* [Work to do]:
#1 According to the inventory models passage below, what type of inventory model do companies that rely on a single location for their inventory needs use?
#2 Please pull out the part of the inventory models passage below that begins at the words "If supply risk" and ends after "et al. 2015).", copying it word for word.

* [Document section]:
>> begin

There are two dominant inventory models for a supply or distribution network; decentralized or centralized distribution. Companies that rely on multiple locations for their inventory needs use a decentralized inventory model whereas companies that rely on a single location for their inventory needs use a centralized inventory model (Schmitt, Sun, Snyder & Shen. 2015). These two models will be studied and explained in depth in the following section.

3.2.1 Decentralized Distribution

If supply risk is a larger issue than demand risk, many companies opt for a decentralized inventory model. In this model, several locations serve as storage or distribution points in order to reduce supply risk. The logic is that if suppliers are unreliable for any reason, the risk can be mitigated by having inventory at several locations. This is referred to decentralized distribution centers or DDC and is related to risk diversification (Snyder & Shen, 2006. Schmitt, et al. 2015).

>> end

* [Record set]:
>> begin

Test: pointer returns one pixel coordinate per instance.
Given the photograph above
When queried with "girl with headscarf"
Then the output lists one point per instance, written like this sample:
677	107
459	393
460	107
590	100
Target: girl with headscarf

>> end

* [Expected results]:
#1 A centralized inventory model.

#2
If supply risk is a larger issue than demand risk, many companies opt for a decentralized inventory model. In this model, several locations serve as storage or distribution points in order to reduce supply risk. The logic is that if suppliers are unreliable for any reason, the risk can be mitigated by having inventory at several locations. This is referred to decentralized distribution centers or DDC and is related to risk diversification (Snyder & Shen, 2006. Schmitt, et al. 2015).